Fix a vector $\vec{v}\in \mathbb{R}^{n}$ and consider the function $f:\mathbb{R}^{n\times n}\rightarrow \mathbb{R}$ given by

$$f(A) = \langle v, Av\rangle$$

and the function $g:\mathbb{R}^{n\times n}\rightarrow \mathbb{R}^{n\times n}$ given by

$$g(A) = A A^\top - I.$$

At the most basic level, $f$ is just a scalar function of real numbers, and $g$ is a vector-valued function of real numbers. So, we can use the standard method of Lagrange multipliers to solve the problem:

Find the maximum and minimum of $f$, subject to the constraint $g \equiv \vec{0}$.

The Lagrangian is

$$\mathcal{L}(A, \Lambda) = f(A) - \sum_{i,j} \Lambda_{i,j} g_{i,j}(A)$$

where $\Lambda$ consists of $n\times n$ Lagrange multipliers (in a square matrix, if you like).

Now we search for a stationary point of $\mathcal{L}$ by computing its various derivatives.

For any entry $a_{i,j}$ in $A$, we find the derivative

$$\frac{\partial \mathcal{L}}{\partial a_{i,j}} = v_i v_j - \sum_{k=1}^n (\Lambda_{i,k} + \Lambda_{k,j})A_{k,j} $$

and for any Lagrange multiplier $\lambda_{i,j}$ in $\Lambda$, we find the derivative

$$\frac{\partial \mathcal{L}}{\partial \lambda_{i,j}} = -[i=j] + \sum_{k=1}^n A_{i,k}A_{j,k}$$

Note that these $\lambda_{i,j}$-derivatives will be zero just when the rows of $A$ are orthonormal! (It says that the dot product of the $i$th and $j$th row of $A$ is 0 if $i\neq j$ and 1 if $i=j$.)

Now, matrix notation gives us a beautiful shorthand for these constraints:

$$\begin{align*} \frac{\partial \mathcal{L}}{\partial A} &= vv^\top - (\Lambda + \Lambda^\top) \cdot A\\ \frac{\partial \mathcal{L}}{\partial \Lambda} &= AA^\top - I\\ \end{align*}$$

Now we look for ways to make all of these derivatives vanish. We can make the derivatives with respect to $\lambda_{i,j}$ vanish by having the matrix $A$ be orthogonal, of course. This does not constrain the values of $\Lambda$ in any way.

---*---

__Jobs__.
a) Translate this sentence from the text on Lagrange multipliers into Spanish: "Now we look for ways to make all of these derivatives vanish."
b) Return the passage of the text on Lagrange multipliers from "where $\Lambda$ consists" up to and including "its various derivatives.".
The records have no connection to the text on Lagrange multipliers.

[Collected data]
---*---

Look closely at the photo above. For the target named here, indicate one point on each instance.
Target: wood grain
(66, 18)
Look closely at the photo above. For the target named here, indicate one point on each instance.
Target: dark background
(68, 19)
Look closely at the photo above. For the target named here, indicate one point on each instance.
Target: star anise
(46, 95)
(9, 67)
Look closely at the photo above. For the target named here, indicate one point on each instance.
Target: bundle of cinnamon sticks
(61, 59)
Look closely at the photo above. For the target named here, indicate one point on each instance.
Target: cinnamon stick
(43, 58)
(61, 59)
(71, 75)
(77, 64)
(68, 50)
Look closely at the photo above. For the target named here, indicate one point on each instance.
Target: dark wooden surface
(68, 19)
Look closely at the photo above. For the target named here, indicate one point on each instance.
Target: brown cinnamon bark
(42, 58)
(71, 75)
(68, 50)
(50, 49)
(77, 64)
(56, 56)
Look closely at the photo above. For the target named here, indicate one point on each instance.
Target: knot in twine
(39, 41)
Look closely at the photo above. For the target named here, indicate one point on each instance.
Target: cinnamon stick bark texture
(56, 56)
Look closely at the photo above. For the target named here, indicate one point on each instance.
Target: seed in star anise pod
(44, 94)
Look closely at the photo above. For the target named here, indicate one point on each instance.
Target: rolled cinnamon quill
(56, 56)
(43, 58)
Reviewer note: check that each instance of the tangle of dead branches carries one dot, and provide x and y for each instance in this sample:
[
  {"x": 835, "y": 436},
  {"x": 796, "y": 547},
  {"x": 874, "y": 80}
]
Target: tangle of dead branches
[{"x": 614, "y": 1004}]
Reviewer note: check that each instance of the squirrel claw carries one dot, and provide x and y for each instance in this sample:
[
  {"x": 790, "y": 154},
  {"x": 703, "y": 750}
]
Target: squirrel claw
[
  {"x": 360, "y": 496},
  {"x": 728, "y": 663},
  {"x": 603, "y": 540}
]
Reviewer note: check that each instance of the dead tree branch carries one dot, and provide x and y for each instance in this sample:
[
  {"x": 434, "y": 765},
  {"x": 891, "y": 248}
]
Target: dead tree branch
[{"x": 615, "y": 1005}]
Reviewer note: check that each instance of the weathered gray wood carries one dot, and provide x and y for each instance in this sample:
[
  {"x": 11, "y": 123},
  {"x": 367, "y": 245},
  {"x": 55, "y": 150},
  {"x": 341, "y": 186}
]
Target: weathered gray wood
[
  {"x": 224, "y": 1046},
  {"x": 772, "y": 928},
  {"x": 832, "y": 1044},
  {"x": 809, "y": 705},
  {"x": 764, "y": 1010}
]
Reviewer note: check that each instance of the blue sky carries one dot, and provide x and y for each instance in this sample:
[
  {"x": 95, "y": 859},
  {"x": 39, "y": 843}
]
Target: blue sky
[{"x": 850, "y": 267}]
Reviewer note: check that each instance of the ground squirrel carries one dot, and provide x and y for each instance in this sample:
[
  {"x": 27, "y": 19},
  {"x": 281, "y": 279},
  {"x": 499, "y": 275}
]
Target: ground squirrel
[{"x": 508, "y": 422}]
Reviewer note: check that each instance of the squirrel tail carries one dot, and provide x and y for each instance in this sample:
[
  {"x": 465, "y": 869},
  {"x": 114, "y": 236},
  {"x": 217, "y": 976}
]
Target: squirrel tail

---*---

__Solved tasks__.
a) Ahora buscamos maneras de hacer que todas estas derivadas se anulen.

b)
where $\Lambda$ consists of $n\times n$ Lagrange multipliers (in a square matrix, if you like).

Now we search for a stationary point of $\mathcal{L}$ by computing its various derivatives.